Article >>
════════

Le symbole étant la voie privilégiée de l’expression des réalités qui dépassent les catégories de la sensibilité ou de l’intelligence humaine, les écrivains bibliques ont recours à toutes sortes de genres et de procédés symboliques pour transmettre la Parole transcendante.

La parabole

La littérature ancienne biblique et juive offre quelques exemples de paraboles :

Du point de vue rhétorique

Une parabole est un lieu constitué par deux ou plusieurs figures élémentaires. Ces figures sont à la fois de type macrostructural (symbole, personnification, allocution, prosopopée, allégorie) et microstructural (comparaison, métaphore, métonymie).

Du point de vue thématique

La parabole se présente souvent comme le récit oral d’une succession d’états, de relations ou d’actions qui offrent une description indirecte sous forme de comparaison ou visent à produire chez l’auditeur un état spirituel déterminé.

Du point de vue pragmatique

La parabole, qui est généralement placée dans la bouche d’une autorité, représente un acte verbal constitutif de valeurs qui visent des effets réels : il s’agit de rendre l’auditeur conscient de sa situation ou de l’intégrer, par la structure argumentative même du récit, à un comportement qui corresponde dans le monde à l’ordre spirituel dessiné dans le récit.

════════

Matériel présenté >>
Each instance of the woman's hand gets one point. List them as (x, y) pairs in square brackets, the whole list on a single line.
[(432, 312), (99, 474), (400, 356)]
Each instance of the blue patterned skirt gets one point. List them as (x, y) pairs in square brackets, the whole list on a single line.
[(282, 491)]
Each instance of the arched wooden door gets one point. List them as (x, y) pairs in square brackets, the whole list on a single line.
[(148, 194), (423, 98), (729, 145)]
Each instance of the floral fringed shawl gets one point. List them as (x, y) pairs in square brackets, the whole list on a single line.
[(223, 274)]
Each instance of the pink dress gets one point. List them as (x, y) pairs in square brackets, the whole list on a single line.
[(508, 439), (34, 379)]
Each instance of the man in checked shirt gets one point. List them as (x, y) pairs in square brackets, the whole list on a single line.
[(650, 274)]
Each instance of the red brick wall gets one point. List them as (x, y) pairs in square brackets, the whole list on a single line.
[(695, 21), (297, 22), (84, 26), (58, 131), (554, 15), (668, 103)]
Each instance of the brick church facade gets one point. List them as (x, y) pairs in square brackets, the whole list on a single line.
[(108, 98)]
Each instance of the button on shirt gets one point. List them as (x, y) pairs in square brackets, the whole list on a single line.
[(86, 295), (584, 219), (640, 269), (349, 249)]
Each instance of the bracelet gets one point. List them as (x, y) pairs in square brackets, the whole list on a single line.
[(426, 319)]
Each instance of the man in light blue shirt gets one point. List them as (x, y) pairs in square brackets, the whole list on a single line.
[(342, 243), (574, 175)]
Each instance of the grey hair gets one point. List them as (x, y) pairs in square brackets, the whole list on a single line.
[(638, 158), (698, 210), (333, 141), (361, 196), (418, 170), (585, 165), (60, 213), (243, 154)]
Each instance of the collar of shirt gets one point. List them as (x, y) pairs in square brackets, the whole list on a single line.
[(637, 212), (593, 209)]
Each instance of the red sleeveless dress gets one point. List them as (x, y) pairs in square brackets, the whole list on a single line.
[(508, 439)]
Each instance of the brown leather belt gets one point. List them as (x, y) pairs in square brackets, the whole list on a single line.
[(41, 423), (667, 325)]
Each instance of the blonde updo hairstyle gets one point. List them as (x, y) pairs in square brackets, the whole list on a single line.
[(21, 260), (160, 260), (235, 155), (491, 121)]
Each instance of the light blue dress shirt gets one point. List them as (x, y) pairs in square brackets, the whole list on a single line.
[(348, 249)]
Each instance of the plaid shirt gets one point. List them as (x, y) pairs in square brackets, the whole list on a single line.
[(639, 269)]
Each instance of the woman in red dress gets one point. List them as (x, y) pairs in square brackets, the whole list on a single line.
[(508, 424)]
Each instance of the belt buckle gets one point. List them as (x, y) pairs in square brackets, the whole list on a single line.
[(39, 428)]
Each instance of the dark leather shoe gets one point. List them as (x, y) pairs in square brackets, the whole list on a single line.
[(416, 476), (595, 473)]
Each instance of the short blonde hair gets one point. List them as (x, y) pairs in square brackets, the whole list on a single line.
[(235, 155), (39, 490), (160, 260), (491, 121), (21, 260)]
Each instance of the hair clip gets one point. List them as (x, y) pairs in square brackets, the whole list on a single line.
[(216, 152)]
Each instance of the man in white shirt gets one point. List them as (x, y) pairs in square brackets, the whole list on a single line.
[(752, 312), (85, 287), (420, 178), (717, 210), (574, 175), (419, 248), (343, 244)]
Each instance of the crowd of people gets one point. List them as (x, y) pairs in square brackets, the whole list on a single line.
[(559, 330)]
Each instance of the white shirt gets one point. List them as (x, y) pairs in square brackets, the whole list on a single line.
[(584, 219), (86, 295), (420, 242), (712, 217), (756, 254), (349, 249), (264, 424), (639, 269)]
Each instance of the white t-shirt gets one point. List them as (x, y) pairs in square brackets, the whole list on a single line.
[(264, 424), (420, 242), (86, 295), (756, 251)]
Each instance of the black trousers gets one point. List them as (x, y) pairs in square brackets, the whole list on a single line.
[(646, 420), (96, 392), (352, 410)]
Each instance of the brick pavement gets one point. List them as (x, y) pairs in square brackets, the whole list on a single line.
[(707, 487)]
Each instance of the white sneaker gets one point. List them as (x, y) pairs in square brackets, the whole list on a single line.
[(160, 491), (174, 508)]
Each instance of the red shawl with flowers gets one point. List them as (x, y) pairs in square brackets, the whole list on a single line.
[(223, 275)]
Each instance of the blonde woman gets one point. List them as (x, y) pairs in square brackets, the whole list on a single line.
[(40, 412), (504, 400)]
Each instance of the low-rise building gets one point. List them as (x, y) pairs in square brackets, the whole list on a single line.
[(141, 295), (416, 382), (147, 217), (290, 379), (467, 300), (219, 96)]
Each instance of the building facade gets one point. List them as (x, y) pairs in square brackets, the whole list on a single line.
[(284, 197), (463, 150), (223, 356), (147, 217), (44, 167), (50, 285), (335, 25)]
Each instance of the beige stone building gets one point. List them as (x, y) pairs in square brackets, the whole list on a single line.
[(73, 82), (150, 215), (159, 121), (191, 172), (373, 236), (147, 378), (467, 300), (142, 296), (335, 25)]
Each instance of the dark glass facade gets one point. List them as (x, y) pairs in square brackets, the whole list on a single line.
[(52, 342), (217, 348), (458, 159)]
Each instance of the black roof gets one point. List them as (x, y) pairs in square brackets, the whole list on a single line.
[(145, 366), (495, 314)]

════════

Consigne >>
Indiquez, d'après l'article, les figures de type microstructural qui constituent une parabole du point de vue rhétorique. Le matériel présenté n'a aucun lien avec l'article.

Bonne réponse >>
La comparaison, la métaphore et la métonymie.